(A block of data)
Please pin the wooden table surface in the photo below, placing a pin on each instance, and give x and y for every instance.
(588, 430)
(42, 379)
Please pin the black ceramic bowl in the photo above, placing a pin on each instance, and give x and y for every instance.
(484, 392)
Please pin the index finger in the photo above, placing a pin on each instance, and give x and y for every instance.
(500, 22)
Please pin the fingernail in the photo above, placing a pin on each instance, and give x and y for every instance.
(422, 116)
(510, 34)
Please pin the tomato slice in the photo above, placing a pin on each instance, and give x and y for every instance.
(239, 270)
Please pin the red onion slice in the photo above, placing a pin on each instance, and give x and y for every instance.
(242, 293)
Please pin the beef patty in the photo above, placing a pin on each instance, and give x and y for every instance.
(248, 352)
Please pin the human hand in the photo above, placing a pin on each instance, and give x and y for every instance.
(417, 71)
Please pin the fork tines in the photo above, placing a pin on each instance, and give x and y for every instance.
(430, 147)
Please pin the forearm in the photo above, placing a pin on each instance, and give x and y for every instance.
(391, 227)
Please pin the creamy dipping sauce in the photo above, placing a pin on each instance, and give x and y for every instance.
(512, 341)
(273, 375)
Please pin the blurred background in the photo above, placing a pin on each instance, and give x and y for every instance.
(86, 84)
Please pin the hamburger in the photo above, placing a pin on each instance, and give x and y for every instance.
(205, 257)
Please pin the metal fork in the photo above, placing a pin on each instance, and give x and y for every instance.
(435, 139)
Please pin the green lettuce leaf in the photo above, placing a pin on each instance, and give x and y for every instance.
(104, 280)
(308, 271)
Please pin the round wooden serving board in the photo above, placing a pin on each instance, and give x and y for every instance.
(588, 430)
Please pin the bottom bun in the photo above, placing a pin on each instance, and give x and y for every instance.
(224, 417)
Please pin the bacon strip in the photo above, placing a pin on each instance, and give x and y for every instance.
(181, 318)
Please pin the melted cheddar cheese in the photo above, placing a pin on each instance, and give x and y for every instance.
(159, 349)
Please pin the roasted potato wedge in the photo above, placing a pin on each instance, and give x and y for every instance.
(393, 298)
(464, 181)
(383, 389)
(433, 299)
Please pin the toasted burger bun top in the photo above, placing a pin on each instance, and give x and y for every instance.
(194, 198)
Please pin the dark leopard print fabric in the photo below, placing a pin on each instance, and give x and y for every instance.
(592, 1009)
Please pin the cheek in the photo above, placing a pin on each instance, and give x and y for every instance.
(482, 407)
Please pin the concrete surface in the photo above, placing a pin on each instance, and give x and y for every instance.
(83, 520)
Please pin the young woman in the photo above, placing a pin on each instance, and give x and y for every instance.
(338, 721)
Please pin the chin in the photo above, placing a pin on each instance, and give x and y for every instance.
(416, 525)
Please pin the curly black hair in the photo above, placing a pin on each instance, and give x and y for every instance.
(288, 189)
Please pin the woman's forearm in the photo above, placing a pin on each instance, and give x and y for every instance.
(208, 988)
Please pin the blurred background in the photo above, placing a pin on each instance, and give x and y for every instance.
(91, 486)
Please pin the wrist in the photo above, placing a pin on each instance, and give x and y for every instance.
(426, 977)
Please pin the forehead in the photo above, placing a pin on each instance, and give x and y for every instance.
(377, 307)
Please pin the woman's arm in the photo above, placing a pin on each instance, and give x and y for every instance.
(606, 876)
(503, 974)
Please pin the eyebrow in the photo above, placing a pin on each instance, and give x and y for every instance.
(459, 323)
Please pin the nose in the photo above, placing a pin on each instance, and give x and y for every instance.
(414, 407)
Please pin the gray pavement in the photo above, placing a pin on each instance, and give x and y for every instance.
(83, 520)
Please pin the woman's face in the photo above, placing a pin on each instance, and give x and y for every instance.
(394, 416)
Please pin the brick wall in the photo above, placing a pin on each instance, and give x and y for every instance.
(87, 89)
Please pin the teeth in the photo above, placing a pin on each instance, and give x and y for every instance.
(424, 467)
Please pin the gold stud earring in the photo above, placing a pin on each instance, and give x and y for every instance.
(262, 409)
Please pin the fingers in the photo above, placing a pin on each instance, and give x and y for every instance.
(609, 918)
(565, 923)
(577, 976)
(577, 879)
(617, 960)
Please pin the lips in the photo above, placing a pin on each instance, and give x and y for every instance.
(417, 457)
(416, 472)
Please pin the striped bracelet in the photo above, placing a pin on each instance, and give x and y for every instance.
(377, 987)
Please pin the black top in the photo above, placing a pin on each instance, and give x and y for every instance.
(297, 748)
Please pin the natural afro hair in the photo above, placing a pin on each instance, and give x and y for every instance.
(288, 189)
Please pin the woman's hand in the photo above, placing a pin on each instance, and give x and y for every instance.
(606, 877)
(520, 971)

Task objective
Output the line holding "Please pin the lips", then every later line through the end of the records above, exactly as given and nothing else.

Written reply
Please pin the lips in the photo above, placing a pin on each instance, and give x and y for every instance.
(417, 457)
(416, 472)
Please pin the striped bracelet in the photo above, placing a pin on each instance, and give x and y for every instance.
(377, 987)
Please pin the black top in the photo above, placing a pin on each instance, and give x and y for every instance.
(297, 748)
Please pin the natural afro hair in the photo above, placing a pin on each instance, and give x and y for every instance.
(288, 189)
Please pin the woman's hand in the photo above, placing a pin on each instance, and give x and y for every instance.
(606, 877)
(520, 971)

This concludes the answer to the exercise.